◆ THE INPUT ◆
═══

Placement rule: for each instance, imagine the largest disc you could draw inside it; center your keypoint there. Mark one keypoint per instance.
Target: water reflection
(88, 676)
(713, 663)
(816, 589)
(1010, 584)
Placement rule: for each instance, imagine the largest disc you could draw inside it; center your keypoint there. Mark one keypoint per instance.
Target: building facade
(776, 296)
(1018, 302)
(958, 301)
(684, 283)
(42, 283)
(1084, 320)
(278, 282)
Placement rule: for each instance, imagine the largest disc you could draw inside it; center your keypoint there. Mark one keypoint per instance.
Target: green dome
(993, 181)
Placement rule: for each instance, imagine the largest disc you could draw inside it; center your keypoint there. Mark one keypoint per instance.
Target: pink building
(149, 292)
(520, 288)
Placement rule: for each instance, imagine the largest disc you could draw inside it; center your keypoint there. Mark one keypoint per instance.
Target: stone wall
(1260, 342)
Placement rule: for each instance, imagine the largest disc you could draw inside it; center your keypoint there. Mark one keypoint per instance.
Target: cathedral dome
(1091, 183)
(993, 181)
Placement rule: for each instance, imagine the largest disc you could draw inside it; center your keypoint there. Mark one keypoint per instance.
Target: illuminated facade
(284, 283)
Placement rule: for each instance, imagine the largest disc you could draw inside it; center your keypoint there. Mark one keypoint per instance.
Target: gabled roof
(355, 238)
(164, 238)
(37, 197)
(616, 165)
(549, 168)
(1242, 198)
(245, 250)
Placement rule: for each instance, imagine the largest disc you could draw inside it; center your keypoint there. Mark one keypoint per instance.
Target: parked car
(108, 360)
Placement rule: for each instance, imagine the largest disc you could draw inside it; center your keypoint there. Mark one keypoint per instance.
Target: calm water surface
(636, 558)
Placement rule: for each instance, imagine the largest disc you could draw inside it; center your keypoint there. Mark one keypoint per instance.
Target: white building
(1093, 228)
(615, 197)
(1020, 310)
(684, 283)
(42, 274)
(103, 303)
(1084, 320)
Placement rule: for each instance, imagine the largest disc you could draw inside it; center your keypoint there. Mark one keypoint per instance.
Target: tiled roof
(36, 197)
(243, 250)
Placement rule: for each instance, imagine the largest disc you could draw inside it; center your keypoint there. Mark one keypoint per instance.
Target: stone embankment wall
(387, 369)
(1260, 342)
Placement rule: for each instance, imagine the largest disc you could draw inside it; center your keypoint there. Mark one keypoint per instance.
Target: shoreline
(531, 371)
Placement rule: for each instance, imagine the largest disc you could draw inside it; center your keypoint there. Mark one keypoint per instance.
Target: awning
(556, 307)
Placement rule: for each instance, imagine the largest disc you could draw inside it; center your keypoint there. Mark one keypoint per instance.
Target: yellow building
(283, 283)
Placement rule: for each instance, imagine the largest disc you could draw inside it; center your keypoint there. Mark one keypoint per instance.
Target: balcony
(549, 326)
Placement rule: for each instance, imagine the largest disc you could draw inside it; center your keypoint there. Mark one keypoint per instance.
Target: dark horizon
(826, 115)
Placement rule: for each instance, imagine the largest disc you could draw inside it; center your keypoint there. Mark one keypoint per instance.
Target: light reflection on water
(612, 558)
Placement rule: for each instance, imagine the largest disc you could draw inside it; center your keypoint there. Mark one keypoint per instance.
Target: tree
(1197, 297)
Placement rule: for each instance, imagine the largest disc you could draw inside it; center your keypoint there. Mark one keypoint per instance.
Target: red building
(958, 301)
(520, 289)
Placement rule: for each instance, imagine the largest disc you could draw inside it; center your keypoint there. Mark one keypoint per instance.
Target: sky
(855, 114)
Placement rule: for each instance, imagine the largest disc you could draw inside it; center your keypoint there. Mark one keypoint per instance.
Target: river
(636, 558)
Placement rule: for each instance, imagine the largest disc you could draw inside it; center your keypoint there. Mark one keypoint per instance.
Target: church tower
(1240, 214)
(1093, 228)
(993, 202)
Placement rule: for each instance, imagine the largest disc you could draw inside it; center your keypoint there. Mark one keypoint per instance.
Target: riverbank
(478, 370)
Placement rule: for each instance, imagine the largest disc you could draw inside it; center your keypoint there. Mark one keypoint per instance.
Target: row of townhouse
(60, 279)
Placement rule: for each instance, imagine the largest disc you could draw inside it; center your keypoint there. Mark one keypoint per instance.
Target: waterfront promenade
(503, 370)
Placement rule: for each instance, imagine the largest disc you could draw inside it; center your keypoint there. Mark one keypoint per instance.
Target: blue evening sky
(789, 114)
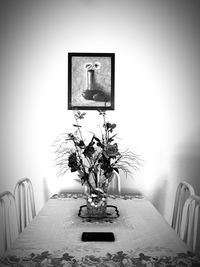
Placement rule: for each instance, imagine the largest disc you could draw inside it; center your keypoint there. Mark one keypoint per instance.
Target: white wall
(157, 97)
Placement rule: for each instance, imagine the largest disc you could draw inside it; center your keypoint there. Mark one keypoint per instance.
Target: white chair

═══

◆ GOAL ◆
Make an exact copy of the listing above. Do not include the pictures.

◆ FULL SOLUTION ◆
Placement rule: for each instance, imagine the largest disc you could draw inside it; center your keypoint there. Mark one keypoint per instance.
Target: water reflection
(88, 676)
(713, 663)
(816, 589)
(1010, 584)
Placement rule: for each instance, imagine the largest disc you could draw inside it; center your keypoint there. Mark one keypoint per instance.
Target: building facade
(776, 296)
(1018, 302)
(958, 301)
(684, 283)
(42, 283)
(1084, 320)
(278, 282)
Placement rule: for each instance, imagine the largest disc you could draw inside it; center your keypoint there. Mark one keypoint per instance.
Target: green dome
(993, 181)
Placement rule: for each instance, imagine the largest disc you could draw inside it; center your keypoint there. Mark one keypoint per instance.
Target: pink building
(149, 292)
(520, 288)
Placement rule: for each instance, imagine the largest disc you could draw inside it; center your keypoint there. Mark one keypoint per instance.
Target: stone wall
(1260, 342)
Placement rule: for each instance, imagine the largest disc you could draw inside it; center your keypoint there. Mark one keypoint per instance.
Target: cathedral dome
(1091, 183)
(993, 181)
Placement rule: for each instance, imagine the largest disc you could draw inside it; center your keypoint there. Mark one keypoint per instance.
Target: illuminated facade
(284, 283)
Placement rule: for each instance, imagine the largest disc you could draw inside it; center your keypoint there. Mark one keypoint per instance.
Target: gabled roof
(355, 238)
(164, 238)
(37, 197)
(616, 165)
(549, 168)
(1242, 198)
(245, 250)
Placement rule: for each instance, imagine the largest disc you could draw inside it; center your keypoint there. Mark one keypoint per instance.
Target: parked car
(108, 360)
Placement rule: for each instance, imagine the largest disc you could draw inside it; center your keypoint there. Mark one keypoint per instance.
Target: calm water surface
(636, 558)
Placement rule: for each instance, imagine the largest disc you could draw inside it; center your keypoint there. Mark one keypoint per instance.
Target: white building
(1093, 228)
(615, 197)
(1020, 310)
(684, 283)
(42, 274)
(103, 303)
(1084, 320)
Placement rule: for each instance, imagine the largest disc you could draw inside it; center your keypoint there. Mark one keypoint per instance.
Target: tiled roof
(36, 197)
(243, 250)
Placement rule: for each instance, imagine the largest disc you could draw inside it; center your keypoint there. Mark one keypoint per instance.
Target: stone embankment wall
(387, 369)
(1260, 342)
Placement rule: for each instance, imagine the largest disc you could draw inside it; center your keypoint there. Mark one keypoint per instance.
Target: shoreline
(531, 371)
Placement rule: for each instance, imagine the largest disc you could draw inside it; center your keypoint there. Mark one keypoint per instance.
Target: awning
(556, 307)
Placement rule: for each instance, imagine the largest disc you could draw inside it; center your keypoint there. Mark one keypoint per instance.
Target: yellow building
(283, 283)
Placement rule: for each instance, imagine the largest disc you could draw inside it; center your keypoint there. Mark one keypoint per instance.
Target: balcony
(549, 326)
Placement rule: for each instance, imagine the largest disc you could draw inside it; center your keypoint there. Mark one keypoint per instance.
Target: dark horizon
(826, 115)
Placement rule: for each instance, imagine the largest disc you could draw inside it; center your keypoint there. Mark one keypoint per instance.
Target: light reflection on water
(612, 558)
Placement rule: for each instance, imagine the largest disc you could draw inside it; center your keypoint there. Mark one keypoint per instance.
Target: tree
(1197, 297)
Placement rule: for each instance, imagine the largest disc you could draw inside it; center your keypoint there. Mark one keypoint per instance.
Target: red building
(958, 301)
(520, 289)
Placement rule: for each instance, imagine the largest disc you could draw inside it; center your keypoint there. Mark one keypoint per instance.
Target: sky
(855, 114)
Placement rule: for each instance, imagine the largest disc you could draw inside it; center your keypoint there. Mark one keypoint per instance.
Target: river
(636, 558)
Placement rule: for each instance, imagine the largest disc you could draw inside it; center your keypoint there. Mark one keypoint per instance.
Target: church tower
(1240, 214)
(1093, 228)
(993, 202)
Placement rule: for each instance, imagine the largest disc you could draw inside it; center your keypoint there. Mark one keypoint per instance.
Target: riverbank
(478, 370)
Placement rule: for each instance, imagine the largest disc you could draw inside it; center your keypoint there. Mark one keypoint per instance.
Target: row of townhouse
(60, 279)
Placement rule: for each instance, imagine the largest disc you could draw inside it; center your keypoint there. Mark one keypoint per instance.
Target: waterfront promenade
(503, 370)
Placement rule: for each instance, imagine the largest disc you could draw inside it; center your keypoint there. Mark one keypoint per instance.
Target: blue evening sky
(789, 114)
Placement rule: for each instance, imagine the largest disc you could draw inside it; center your keypoint there. Mark one keypoint per instance.
Target: white wall
(157, 97)
Placement rule: for each instance, imagine the largest disc you could draw inside it; center your keypoint there. Mark one keypoint per instance.
Target: white chair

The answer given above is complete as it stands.